GOAL OF THE EXERCISE
Please pick out every line in the records below that contains the string "rope", and copy each one unchanged.

Source records:

+---+

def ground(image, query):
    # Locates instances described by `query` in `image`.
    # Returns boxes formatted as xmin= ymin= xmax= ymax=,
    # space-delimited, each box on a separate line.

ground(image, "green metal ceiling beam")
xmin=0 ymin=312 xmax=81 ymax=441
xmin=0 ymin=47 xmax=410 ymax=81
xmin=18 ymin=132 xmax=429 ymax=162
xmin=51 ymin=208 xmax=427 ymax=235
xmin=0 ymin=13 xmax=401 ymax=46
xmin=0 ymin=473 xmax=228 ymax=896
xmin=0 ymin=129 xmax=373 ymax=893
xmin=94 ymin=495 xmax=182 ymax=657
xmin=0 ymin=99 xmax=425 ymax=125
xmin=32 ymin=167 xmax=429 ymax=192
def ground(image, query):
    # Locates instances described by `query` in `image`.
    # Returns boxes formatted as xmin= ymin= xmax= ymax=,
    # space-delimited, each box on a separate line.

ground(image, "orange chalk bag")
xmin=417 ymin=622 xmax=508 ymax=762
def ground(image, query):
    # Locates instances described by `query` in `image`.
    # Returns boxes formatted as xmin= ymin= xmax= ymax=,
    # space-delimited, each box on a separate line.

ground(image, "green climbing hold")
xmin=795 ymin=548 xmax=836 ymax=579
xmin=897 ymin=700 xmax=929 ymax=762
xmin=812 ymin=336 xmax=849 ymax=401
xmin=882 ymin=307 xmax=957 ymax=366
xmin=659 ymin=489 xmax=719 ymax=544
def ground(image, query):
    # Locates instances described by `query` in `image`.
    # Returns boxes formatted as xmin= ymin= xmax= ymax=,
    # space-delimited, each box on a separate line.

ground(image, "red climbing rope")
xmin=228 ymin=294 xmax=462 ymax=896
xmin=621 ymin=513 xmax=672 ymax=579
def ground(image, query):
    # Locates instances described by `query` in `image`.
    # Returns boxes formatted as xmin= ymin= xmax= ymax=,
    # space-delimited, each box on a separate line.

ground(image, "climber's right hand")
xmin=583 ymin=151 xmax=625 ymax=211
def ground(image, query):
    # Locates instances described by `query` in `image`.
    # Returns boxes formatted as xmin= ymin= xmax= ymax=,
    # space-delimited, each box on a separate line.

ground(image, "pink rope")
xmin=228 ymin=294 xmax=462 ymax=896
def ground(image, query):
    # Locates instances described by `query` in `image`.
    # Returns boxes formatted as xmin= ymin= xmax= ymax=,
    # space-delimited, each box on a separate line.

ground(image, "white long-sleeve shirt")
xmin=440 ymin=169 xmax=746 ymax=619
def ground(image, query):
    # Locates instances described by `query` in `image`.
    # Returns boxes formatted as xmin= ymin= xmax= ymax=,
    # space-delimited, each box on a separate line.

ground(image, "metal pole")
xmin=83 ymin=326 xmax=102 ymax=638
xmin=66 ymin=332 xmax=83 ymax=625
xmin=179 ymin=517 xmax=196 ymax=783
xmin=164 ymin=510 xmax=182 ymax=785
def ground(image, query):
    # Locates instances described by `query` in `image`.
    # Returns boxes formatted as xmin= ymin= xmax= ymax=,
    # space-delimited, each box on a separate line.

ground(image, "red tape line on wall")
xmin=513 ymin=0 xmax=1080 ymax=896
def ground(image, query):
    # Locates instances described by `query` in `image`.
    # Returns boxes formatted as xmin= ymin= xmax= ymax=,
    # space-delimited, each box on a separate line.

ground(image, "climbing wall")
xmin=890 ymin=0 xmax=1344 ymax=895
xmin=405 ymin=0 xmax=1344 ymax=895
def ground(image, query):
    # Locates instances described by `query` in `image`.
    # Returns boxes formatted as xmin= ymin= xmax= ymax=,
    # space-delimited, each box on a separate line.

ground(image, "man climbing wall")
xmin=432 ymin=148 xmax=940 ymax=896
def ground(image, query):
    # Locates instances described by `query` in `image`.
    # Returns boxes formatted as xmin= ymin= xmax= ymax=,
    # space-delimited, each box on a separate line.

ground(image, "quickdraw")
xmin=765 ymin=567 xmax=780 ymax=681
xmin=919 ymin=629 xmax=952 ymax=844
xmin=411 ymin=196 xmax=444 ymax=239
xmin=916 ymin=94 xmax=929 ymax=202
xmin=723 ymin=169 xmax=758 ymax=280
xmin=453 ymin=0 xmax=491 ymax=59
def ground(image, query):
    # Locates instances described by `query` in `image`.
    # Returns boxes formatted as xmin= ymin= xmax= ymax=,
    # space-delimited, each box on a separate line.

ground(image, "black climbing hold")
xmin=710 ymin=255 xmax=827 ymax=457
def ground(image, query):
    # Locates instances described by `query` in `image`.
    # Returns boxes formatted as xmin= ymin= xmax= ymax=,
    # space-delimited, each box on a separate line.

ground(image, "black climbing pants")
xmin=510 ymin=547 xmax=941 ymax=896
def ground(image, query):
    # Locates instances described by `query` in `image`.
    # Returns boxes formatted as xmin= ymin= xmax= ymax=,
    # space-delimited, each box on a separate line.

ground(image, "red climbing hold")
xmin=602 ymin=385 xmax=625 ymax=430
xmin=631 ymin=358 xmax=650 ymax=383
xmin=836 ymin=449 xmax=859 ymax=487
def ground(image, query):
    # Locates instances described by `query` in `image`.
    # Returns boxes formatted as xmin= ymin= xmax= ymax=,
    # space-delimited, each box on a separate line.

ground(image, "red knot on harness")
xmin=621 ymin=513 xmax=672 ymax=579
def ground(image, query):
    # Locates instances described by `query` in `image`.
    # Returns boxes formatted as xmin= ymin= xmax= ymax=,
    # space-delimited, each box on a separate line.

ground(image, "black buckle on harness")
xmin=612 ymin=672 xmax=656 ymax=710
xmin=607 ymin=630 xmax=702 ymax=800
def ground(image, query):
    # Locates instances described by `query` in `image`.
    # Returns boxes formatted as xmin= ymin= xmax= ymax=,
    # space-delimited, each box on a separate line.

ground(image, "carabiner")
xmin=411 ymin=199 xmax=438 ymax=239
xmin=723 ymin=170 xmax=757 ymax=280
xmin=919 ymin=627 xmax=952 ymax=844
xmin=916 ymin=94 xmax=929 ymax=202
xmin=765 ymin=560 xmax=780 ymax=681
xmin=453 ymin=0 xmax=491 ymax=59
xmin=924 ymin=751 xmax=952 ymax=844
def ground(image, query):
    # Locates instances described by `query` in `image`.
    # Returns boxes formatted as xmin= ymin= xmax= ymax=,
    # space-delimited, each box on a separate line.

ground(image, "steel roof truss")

+---+

OUTPUT OF THE TASK
ground(image, "red climbing rope")
ground(image, "pink rope")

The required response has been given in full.